◆ **What the task requires**
Retype each entry below, keeping every character the same.

---------- Data entries ----------

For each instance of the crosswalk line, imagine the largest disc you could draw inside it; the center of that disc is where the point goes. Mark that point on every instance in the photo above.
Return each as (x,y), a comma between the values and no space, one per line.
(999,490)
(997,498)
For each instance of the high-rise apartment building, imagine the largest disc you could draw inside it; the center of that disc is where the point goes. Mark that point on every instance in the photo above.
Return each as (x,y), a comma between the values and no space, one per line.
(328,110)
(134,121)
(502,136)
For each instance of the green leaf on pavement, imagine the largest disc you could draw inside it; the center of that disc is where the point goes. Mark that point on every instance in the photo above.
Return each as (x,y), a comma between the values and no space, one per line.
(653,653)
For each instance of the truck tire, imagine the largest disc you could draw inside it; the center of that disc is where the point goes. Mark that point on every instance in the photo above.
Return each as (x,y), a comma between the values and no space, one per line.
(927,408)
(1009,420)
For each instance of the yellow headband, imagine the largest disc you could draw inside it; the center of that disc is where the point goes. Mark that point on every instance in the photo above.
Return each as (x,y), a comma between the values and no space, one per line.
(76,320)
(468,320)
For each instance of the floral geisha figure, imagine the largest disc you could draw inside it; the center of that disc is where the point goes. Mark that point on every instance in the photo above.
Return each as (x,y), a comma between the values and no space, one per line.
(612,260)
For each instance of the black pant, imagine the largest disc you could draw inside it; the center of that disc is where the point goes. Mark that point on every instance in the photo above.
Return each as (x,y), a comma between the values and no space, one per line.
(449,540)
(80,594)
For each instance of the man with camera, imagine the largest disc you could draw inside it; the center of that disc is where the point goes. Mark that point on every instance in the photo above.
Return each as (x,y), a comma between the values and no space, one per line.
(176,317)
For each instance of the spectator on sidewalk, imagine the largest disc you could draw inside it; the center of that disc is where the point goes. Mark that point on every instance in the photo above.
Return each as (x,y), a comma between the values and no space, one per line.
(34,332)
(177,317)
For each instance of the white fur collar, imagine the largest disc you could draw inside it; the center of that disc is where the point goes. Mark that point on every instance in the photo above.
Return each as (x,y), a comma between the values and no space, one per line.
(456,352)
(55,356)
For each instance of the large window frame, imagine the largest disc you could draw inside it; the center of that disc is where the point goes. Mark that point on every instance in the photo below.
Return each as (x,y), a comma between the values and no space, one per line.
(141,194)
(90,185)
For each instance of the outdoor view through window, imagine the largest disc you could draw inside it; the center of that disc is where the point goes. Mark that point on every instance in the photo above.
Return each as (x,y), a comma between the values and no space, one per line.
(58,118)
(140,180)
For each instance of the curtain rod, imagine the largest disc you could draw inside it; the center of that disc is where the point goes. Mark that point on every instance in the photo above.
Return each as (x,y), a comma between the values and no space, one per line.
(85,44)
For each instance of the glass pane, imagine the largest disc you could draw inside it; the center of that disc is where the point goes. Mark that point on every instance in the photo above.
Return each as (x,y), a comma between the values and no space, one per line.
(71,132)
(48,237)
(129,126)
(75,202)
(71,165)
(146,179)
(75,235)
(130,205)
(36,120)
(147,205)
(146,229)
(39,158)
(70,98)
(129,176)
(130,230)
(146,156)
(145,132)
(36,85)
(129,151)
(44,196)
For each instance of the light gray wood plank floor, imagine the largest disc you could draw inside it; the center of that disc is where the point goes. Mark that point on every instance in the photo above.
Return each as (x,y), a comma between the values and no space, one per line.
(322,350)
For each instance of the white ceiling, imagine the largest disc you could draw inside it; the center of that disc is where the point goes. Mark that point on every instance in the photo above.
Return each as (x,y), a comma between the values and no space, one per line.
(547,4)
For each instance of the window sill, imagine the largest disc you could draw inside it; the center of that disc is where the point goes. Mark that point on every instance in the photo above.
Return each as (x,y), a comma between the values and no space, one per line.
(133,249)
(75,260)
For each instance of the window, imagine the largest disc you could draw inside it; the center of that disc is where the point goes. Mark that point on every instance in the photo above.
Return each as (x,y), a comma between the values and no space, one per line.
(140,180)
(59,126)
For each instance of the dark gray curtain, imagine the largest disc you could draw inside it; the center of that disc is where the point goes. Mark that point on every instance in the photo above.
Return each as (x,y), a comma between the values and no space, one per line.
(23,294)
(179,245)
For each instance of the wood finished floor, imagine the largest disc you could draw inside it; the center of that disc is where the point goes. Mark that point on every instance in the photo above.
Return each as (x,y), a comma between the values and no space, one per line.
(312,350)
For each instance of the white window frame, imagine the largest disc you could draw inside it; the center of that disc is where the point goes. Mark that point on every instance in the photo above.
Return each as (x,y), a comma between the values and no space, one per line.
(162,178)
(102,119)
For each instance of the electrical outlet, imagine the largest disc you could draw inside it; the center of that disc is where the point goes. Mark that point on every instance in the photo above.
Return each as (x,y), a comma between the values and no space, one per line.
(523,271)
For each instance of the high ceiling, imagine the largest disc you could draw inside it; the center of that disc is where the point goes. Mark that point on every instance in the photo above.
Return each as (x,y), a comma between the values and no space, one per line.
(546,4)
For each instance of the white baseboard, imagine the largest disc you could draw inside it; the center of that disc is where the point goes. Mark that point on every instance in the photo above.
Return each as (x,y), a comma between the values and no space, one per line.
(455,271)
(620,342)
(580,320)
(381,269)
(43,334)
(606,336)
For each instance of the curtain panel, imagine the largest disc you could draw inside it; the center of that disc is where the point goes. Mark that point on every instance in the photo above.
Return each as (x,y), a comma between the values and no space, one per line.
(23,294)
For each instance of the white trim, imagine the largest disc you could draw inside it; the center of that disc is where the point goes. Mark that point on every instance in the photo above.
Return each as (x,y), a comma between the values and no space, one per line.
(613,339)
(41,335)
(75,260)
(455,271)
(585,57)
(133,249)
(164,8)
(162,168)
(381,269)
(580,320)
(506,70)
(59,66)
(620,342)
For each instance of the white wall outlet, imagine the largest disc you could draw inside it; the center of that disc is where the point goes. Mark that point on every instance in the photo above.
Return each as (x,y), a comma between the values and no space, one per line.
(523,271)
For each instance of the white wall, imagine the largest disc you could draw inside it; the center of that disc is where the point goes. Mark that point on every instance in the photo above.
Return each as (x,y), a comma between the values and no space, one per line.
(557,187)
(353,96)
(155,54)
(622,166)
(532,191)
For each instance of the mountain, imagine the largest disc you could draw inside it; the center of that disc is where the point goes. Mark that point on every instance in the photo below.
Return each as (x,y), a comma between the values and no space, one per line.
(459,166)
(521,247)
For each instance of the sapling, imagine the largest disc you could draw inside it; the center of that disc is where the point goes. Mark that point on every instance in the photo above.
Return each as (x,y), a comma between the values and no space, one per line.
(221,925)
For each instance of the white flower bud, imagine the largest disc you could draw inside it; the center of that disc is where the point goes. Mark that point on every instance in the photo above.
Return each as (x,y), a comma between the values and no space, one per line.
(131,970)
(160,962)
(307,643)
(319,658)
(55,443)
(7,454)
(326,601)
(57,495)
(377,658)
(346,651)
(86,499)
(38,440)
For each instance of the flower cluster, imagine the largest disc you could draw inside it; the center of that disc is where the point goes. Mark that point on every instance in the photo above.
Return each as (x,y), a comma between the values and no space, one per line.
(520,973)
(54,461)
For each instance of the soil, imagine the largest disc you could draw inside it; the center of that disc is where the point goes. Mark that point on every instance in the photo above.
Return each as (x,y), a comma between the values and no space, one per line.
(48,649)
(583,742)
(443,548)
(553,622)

----------

◆ **Written answer**
For each instance of the crosswalk line, imagine the largest disc you could draw inside it; the center of that disc is where the point goes. Mark that point on every instance in the photo above.
Return each as (x,y), a comma between the values and no space, one per line.
(999,490)
(997,498)
For each instance of the high-rise apartment building, imagine the largest disc you could draw inside it; the center of that disc is where the point goes. Mark that point on every instance in the photo above.
Return each as (x,y), a comma between the values and no space, one per line.
(328,110)
(134,121)
(502,136)
For each instance of the green leaf on pavement, imagine the largest disc you could draw inside it; the center of that disc is where the point goes. Mark that point on every instance in the photo above.
Return each as (x,y), a comma between the values and no space, one per line.
(653,653)
For each instance of the truck tire, imagine the largest disc you could draw inside it; the center of that disc is where the point goes. Mark that point on every instance in the photo above.
Return each as (x,y), a comma between the values and no space, one per line.
(927,408)
(1009,420)
For each instance of the yellow headband, imagine the largest disc you could draw inside it; the center of that disc is where the point goes. Mark that point on every instance in the photo above.
Return each as (x,y), a comma between the values and no space, one per line.
(76,320)
(468,320)
For each instance of the floral geisha figure, imagine the largest disc you could draw inside it; the center of that disc is where the point goes. Mark that point on every instance in the photo above.
Return each as (x,y), a comma between the values and no space, one per line.
(612,260)
For each instance of the black pant, imagine the largest disc you could draw inside it; the center of that disc is where the point goes. Mark that point on every instance in the photo above.
Return each as (x,y), a comma between the values and no space, one per line.
(449,540)
(80,594)
For each instance of the man with camera, imagine the largest disc you could draw inside it; the center of that disc is where the point goes. Mark that point on every instance in the photo above.
Return each as (x,y), a comma between the values and no space, one per line.
(176,317)
For each instance of the spectator on sidewalk, imagine the largest disc you could draw inside it; the center of that disc is where the point goes. Mark that point on every instance in the photo above.
Return each as (x,y), a comma between the values and no space, one per line.
(34,332)
(177,317)
For each instance of the white fur collar, imagine the largest disc you could draw inside it; the center of that disc is where the point goes. Mark that point on every instance in the photo above.
Return each as (x,y), a comma between the values and no space, one per line.
(456,352)
(55,356)
For each instance of the large window frame, imagine the largest disc you could draw inside it; the center of that disc is where the point goes. Mark that point on every instance in the photo below.
Return each as (x,y), a comma between the values and no space, one per line.
(141,194)
(90,185)
For each instance of the outdoor view through window, imagine the largest disc you could draw inside it; the center of that disc is where the point goes. Mark that point on every instance in the photo above.
Return each as (x,y), a comma between the values and no space, one per line.
(58,118)
(140,180)
For each instance of the curtain rod, imagine the largest disc you could draw inside it; the center of that disc is where the point goes. Mark that point on every instance in the photo above.
Return each as (x,y), a comma between the values and no space, one per line.
(85,44)
For each instance of the glass pane, imagine the largest disc you could draw inside it; the center of that disc is where the point goes. Mark that point on every instance in the photo above.
Return each as (x,y), a comma between the values and no space, one per line.
(71,132)
(48,237)
(129,126)
(75,202)
(71,165)
(146,179)
(75,235)
(130,205)
(36,120)
(147,205)
(146,229)
(39,158)
(70,98)
(129,176)
(130,230)
(146,156)
(145,132)
(36,85)
(129,151)
(44,196)
For each instance of the light gray wood plank floor, imagine the largest disc you could draw inside it; the center of that disc is where the point goes. Mark that point on every instance in the photo above.
Return each as (x,y), a comma between the values and no space, one per line.
(322,350)
For each instance of the white ceiling, imagine the largest disc you could draw inside it; the center of that disc is where the point goes. Mark that point on every instance in the photo above.
Return each as (x,y), a comma between the values and no space, one per line.
(547,4)
For each instance of the window sill, imagine the largest disc you could draw inside it; the center of that disc is where the point goes. Mark that point on every instance in the photo above.
Return each as (x,y), a comma between the values and no space, one per line.
(133,249)
(75,260)
For each instance of the window, imagine the largest disc you could draw inside it; the center of that disc is where the point goes. Mark that point on every instance in the photo above.
Return each as (x,y), a comma between the values and no space, one per line.
(140,180)
(59,126)
For each instance of the dark gray curtain, imagine the largest disc you could draw inside it; the center of that disc is where the point goes. Mark that point on every instance in the photo above.
Return each as (x,y), a comma between the values and no space, one per line.
(23,294)
(179,245)
For each instance of the wood finished floor, imagine the largest disc you could draw inside it; the center of that disc is where the point goes. Mark that point on every instance in the photo above.
Return each as (x,y), a comma between the values and no space, one per line.
(312,350)
For each instance of the white window frame, imagine the largest disc you could draw inside it; the center of that disc is where the point goes. Mark that point on every instance in the photo above.
Return each as (x,y), a comma between the values and no space, one per line.
(162,178)
(102,119)
For each instance of the electrical outlet, imagine the largest disc you could draw inside it; the center of that disc is where the point goes. Mark that point on every instance in the photo above.
Return each as (x,y), a comma between the values and no space, one per line.
(523,271)
For each instance of the high ceiling, imagine the largest disc you could draw inside it; the center of that disc is where the point goes. Mark that point on every instance in the photo above.
Return each as (x,y), a comma between the values and no space, one per line.
(546,4)
For each instance of the white baseboard, imagine the largest disc you could draw inside it; the center of that disc is where the point goes. Mark that point on every instance in the photo above.
Return each as (x,y), a comma between the values and no space, one per line.
(455,271)
(620,342)
(580,320)
(381,269)
(43,334)
(606,336)
For each instance of the curtain panel, imagine the largest disc you could draw inside it; the center of that disc is where the point goes. Mark that point on every instance in the photo above.
Return each as (x,y), a comma between the values and no space, one per line.
(23,294)
For each instance of the white trim, imagine the largest disc you could draw inside it; the center of that disc is where the point goes. Mark that point on every instance in the photo above.
Return each as (x,y), a comma between the values and no space, one per line.
(613,339)
(41,335)
(75,260)
(455,271)
(585,57)
(133,249)
(164,8)
(162,168)
(381,269)
(580,320)
(506,70)
(59,66)
(620,342)
For each instance of the white wall outlet, imagine the largest disc you could draw inside it; the center of that disc is where the point goes. Mark that point on every instance in the photo above.
Return each as (x,y), a comma between the values and no space, one per line.
(523,271)
For each instance of the white wall, imagine the largest disc you could draw inside it; the center of that disc is where the point goes. Mark that point on every instance in the photo above.
Return each as (x,y), a comma between the values and no space, one per line.
(557,187)
(353,96)
(155,54)
(622,166)
(532,191)
For each instance of the mountain, imagine the largest disc you could draw inside it; the center of that disc is where the point goes. Mark that point on every instance in the photo below.
Return each as (x,y), a comma between the values and no space, one per line.
(459,166)
(521,247)
For each instance of the sapling, imagine the largest disc you could draw inside it; the center of that disc is where the point goes. Mark that point on every instance in the photo above.
Return each as (x,y), a comma between the values and no space, one per line.
(221,925)
For each instance of the white flower bud, imagine the largest disc you could draw inside it; the center of that disc is where the point goes. Mark that point on every instance in the photo above.
Return each as (x,y), a comma between the values and no space, one per line.
(131,970)
(160,962)
(307,643)
(319,658)
(55,443)
(7,454)
(326,601)
(57,495)
(377,658)
(346,651)
(86,499)
(38,440)
For each instance of the flower cluster, imagine the largest disc you could draw inside it; the center of that disc is where the point goes. Mark that point on every instance in the photo above.
Return each as (x,y), a comma between the values and no space, one per line.
(520,973)
(54,461)
For each instance of the soil, imagine the largest disc you could draw inside it; the center of that disc is where the point goes. Mark that point on every instance in the photo above.
Return each as (x,y), a comma between the values and no space, one per line.
(48,649)
(583,742)
(443,548)
(553,622)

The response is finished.